#### [Exercise description]
Copy out the stretch of rows from the line containing "of the bush" through the line containing "(1254, 723)", both lines included, and offset each answer coordinate by adding 4 to every number. Keep every other line as it is.
--- BEGIN Material provided ---
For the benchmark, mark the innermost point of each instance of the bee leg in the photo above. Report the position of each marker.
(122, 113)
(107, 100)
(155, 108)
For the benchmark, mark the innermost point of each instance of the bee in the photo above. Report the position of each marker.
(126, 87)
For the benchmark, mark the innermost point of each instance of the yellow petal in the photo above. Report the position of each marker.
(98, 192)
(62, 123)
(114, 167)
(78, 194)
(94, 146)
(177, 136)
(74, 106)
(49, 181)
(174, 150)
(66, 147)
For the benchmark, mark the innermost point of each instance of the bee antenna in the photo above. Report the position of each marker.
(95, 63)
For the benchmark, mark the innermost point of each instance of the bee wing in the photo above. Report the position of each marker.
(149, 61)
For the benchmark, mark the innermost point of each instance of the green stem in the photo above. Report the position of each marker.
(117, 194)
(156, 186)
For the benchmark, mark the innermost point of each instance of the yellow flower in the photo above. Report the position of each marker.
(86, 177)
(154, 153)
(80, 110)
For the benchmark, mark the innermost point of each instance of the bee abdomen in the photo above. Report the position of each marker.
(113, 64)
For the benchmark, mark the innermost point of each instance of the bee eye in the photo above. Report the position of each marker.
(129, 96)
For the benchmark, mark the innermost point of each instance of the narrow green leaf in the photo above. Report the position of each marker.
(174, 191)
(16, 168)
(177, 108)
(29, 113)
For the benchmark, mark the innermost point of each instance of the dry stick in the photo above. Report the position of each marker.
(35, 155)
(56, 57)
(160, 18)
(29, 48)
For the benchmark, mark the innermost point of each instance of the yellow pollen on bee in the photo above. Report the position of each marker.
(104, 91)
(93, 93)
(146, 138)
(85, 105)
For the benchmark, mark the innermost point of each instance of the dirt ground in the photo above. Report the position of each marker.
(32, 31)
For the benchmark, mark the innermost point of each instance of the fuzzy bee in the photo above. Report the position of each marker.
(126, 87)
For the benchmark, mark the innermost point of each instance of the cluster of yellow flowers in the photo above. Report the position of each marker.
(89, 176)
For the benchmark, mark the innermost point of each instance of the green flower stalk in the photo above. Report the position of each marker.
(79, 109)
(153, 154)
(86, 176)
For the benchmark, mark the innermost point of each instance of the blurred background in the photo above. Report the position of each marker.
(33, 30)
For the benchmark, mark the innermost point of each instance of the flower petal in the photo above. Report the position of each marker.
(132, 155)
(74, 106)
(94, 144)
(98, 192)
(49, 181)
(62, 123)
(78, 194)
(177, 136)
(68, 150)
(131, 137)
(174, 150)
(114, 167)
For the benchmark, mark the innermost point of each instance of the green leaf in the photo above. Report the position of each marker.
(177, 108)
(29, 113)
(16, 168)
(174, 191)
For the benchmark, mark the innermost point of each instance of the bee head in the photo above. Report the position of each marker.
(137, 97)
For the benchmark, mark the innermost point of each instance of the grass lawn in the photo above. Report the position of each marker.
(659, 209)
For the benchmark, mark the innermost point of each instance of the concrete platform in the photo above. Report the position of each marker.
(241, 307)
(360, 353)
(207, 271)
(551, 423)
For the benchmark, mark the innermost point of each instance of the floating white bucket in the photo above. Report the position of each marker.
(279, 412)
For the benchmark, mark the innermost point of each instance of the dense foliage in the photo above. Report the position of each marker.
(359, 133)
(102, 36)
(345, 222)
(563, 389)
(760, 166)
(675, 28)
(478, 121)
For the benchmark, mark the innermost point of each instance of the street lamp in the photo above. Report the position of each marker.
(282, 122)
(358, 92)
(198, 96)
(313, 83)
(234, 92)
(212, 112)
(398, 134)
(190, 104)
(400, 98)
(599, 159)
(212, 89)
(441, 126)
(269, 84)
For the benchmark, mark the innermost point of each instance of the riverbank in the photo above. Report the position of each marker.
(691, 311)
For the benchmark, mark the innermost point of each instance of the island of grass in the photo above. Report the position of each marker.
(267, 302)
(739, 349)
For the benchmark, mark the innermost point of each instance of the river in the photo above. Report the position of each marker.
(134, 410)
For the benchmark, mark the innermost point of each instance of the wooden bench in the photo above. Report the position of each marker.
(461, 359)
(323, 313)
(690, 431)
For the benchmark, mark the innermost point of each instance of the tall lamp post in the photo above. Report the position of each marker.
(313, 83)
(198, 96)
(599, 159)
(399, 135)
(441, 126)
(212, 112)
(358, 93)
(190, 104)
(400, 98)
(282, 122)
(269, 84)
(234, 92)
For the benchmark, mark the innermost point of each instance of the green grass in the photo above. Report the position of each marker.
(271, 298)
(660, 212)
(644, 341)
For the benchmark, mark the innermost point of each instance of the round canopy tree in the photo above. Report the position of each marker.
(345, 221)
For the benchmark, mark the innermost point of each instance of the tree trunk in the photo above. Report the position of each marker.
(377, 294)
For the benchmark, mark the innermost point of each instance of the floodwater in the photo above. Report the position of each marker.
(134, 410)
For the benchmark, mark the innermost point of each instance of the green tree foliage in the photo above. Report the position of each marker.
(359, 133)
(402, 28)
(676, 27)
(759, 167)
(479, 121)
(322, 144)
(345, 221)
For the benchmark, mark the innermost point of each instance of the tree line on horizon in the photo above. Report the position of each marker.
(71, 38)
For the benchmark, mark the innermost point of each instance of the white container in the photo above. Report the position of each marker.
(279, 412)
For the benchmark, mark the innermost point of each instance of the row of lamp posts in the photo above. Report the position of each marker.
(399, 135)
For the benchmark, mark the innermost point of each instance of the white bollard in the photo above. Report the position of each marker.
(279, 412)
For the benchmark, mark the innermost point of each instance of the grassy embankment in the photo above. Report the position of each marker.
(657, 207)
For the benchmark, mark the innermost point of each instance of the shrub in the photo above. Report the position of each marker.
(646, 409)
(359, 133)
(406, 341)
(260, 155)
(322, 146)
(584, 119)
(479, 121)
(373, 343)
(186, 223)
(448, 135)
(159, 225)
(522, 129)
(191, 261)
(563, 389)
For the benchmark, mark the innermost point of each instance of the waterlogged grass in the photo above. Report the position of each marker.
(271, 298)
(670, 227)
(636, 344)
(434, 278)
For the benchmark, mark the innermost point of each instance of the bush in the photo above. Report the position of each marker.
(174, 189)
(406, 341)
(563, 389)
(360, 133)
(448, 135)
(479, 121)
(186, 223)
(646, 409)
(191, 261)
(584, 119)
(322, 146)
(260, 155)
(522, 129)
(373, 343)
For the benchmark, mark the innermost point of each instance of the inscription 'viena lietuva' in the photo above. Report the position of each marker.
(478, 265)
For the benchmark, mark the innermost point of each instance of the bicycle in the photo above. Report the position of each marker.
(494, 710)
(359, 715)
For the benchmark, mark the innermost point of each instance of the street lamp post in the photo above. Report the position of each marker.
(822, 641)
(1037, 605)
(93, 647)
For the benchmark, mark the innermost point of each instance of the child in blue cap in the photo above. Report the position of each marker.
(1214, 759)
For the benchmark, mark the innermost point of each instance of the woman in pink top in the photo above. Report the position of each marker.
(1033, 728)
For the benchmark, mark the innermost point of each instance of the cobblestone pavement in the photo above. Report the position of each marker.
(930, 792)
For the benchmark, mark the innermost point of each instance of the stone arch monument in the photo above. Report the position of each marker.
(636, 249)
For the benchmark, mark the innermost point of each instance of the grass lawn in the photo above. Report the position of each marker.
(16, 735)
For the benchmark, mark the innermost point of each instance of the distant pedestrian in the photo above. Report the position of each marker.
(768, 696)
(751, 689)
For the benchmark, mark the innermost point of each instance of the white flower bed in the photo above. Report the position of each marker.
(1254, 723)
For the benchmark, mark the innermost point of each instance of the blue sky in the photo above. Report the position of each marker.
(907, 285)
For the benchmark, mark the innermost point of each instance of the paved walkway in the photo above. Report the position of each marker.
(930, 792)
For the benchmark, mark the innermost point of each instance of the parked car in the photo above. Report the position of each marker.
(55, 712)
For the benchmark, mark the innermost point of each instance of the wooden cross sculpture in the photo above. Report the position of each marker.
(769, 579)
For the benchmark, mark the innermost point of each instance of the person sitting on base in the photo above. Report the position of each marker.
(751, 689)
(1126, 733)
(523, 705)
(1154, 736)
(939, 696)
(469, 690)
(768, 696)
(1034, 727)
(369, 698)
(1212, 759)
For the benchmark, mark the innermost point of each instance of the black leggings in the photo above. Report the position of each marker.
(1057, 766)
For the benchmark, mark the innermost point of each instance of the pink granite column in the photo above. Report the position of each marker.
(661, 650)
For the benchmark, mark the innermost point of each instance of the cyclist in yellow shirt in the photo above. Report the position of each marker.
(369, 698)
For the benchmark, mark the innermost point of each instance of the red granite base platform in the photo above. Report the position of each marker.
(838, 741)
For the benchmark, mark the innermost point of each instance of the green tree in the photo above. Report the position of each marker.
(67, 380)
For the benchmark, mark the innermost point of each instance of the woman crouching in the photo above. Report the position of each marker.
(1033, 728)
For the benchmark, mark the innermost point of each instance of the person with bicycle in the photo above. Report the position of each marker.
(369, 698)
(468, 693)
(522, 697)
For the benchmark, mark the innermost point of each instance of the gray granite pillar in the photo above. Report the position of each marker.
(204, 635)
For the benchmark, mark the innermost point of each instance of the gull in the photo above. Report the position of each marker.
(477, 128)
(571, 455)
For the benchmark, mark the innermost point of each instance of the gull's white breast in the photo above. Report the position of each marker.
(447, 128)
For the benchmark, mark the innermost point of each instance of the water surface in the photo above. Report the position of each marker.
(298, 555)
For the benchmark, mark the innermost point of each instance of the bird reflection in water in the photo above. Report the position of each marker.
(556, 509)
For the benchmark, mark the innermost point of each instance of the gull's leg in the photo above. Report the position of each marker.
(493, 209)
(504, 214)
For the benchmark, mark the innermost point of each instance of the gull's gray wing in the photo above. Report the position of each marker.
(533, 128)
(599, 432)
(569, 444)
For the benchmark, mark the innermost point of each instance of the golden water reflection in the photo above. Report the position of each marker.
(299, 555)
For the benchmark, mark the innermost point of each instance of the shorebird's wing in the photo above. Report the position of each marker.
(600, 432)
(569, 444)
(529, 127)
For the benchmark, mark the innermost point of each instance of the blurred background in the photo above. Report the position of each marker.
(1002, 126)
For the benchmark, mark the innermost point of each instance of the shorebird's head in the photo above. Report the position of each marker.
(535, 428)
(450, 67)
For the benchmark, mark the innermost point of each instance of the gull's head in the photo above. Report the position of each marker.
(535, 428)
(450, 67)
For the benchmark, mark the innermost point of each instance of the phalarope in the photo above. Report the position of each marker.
--- END Material provided ---
#### [Solution to the exercise]
For the benchmark, mark the innermost point of each instance of the bush in the photo above. Report the position of each marker.
(178, 193)
(410, 345)
(567, 393)
(364, 137)
(452, 139)
(483, 125)
(190, 227)
(650, 413)
(195, 265)
(588, 123)
(326, 150)
(264, 159)
(526, 133)
(377, 347)
For the benchmark, mark the innermost point of each instance of the inscription 'viena lietuva' in the photo above. Report the position of each marker.
(482, 269)
For the benchmark, mark the innermost point of each instance of the bicycle in the photo above. Report the position of each marker.
(498, 714)
(363, 719)
For the benchmark, mark the innermost point of each instance of the street lamp post in the photo above. Report the position of each marker.
(826, 645)
(1041, 609)
(97, 651)
For the benchmark, mark the innermost point of each instance of the child in blue cap in the photo above. Report the position of each marker.
(1218, 763)
For the benchmark, mark the innermost point of each instance of the woman in pink top in the photo above. Report the position of each marker.
(1037, 732)
For the benchmark, mark the innermost point of each instance of the cobblestone pavement in the photo above. Report the position of each marker.
(934, 796)
For the benchmark, mark the innermost point of each instance of the stone arch monument in the photo above. Report the position of each marker.
(640, 253)
For the benchmark, mark the innermost point of each instance of the grass lawn in the photo above. Report the position of each marker.
(20, 739)
For the benchmark, mark the innermost point of each instance of the distant pedestrian in the photo above. Report the position of each marker.
(772, 700)
(755, 693)
For the benchmark, mark the innermost point of each instance of the white flower bed in the photo above. Report the position of each marker.
(1258, 727)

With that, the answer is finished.